* Written request:
Leave out the pictures and copy everything else below exactly.

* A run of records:
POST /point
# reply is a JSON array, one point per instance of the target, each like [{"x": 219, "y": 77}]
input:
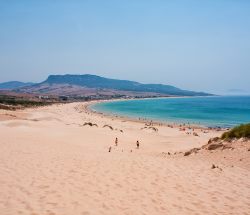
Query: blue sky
[{"x": 192, "y": 44}]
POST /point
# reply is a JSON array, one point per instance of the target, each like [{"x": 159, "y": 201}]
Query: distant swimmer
[{"x": 137, "y": 144}]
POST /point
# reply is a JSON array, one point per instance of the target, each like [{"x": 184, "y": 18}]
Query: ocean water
[{"x": 222, "y": 111}]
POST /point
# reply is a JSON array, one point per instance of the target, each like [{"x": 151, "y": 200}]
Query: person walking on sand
[{"x": 137, "y": 144}]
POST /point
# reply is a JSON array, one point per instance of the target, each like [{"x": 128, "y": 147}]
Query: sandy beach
[{"x": 53, "y": 164}]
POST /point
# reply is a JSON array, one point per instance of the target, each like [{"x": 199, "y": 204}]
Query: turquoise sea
[{"x": 221, "y": 111}]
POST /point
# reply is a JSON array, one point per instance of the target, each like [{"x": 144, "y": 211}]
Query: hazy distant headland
[{"x": 96, "y": 87}]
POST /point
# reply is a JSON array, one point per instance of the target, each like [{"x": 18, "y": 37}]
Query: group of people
[{"x": 116, "y": 144}]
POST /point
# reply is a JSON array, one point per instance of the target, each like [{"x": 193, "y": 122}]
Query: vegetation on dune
[{"x": 237, "y": 132}]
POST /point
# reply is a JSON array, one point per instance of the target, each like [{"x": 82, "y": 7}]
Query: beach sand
[{"x": 50, "y": 164}]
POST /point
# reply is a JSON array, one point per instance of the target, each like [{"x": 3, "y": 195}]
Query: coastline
[
  {"x": 152, "y": 121},
  {"x": 69, "y": 170}
]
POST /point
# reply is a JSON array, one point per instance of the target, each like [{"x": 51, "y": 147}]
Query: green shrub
[{"x": 237, "y": 132}]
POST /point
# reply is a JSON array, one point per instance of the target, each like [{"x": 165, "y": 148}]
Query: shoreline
[
  {"x": 151, "y": 121},
  {"x": 53, "y": 161}
]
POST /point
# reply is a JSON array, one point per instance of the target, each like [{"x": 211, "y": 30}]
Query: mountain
[
  {"x": 13, "y": 85},
  {"x": 97, "y": 82}
]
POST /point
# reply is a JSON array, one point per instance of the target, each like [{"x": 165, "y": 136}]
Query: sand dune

* Completed task:
POST /point
# reply is a JSON array, one point per instance of the target, each like [{"x": 219, "y": 77}]
input:
Query: blue sky
[{"x": 192, "y": 44}]
POST /point
# reply is a JSON array, one point per instance of the target, each like [{"x": 159, "y": 201}]
Query: distant swimmer
[{"x": 137, "y": 144}]
POST /point
# reply is a JSON array, one point per instance of the target, each like [{"x": 184, "y": 18}]
Query: ocean water
[{"x": 222, "y": 111}]
POST /point
# reply is a JSON array, one point per instance of the target, each like [{"x": 151, "y": 200}]
Query: person walking on sand
[{"x": 137, "y": 144}]
POST /point
# reply is a JSON array, one point per instance of the target, each like [{"x": 128, "y": 147}]
Query: sandy beach
[{"x": 53, "y": 164}]
POST /point
# reply is a JSON array, one point per instance of the target, each like [{"x": 199, "y": 204}]
Query: turquoise sea
[{"x": 221, "y": 111}]
POST /point
# reply is a JSON array, one point per instance of the target, each like [{"x": 144, "y": 211}]
Query: hazy distant headland
[{"x": 96, "y": 87}]
POST /point
# reply is a JSON array, one point per instance of the target, each like [{"x": 18, "y": 37}]
Query: group of people
[{"x": 116, "y": 144}]
POST /point
# reply is a JSON array, one point per instance of the target, each like [{"x": 193, "y": 122}]
Query: vegetation on dune
[{"x": 237, "y": 132}]
POST /point
# reply is a JSON array, one point per instance of the target, each like [{"x": 82, "y": 7}]
Query: beach sand
[{"x": 50, "y": 164}]
POST /point
# reply is a JSON array, one point per instance of the target, each like [{"x": 3, "y": 195}]
Query: coastline
[
  {"x": 152, "y": 121},
  {"x": 69, "y": 170}
]
POST /point
# reply is a JSON array, one point per instance of the target, each like [{"x": 51, "y": 147}]
Query: green shrub
[{"x": 237, "y": 132}]
POST /point
# reply is a JSON array, one point per instance of the target, each like [{"x": 165, "y": 148}]
Query: shoreline
[
  {"x": 151, "y": 121},
  {"x": 53, "y": 161}
]
POST /point
# reply is a JSON array, one point per instance of the target, each like [{"x": 211, "y": 30}]
Query: mountain
[
  {"x": 13, "y": 85},
  {"x": 97, "y": 82}
]
POST /point
# reply is a JSON array, one point per instance of the target, each like [{"x": 165, "y": 136}]
Query: sand dune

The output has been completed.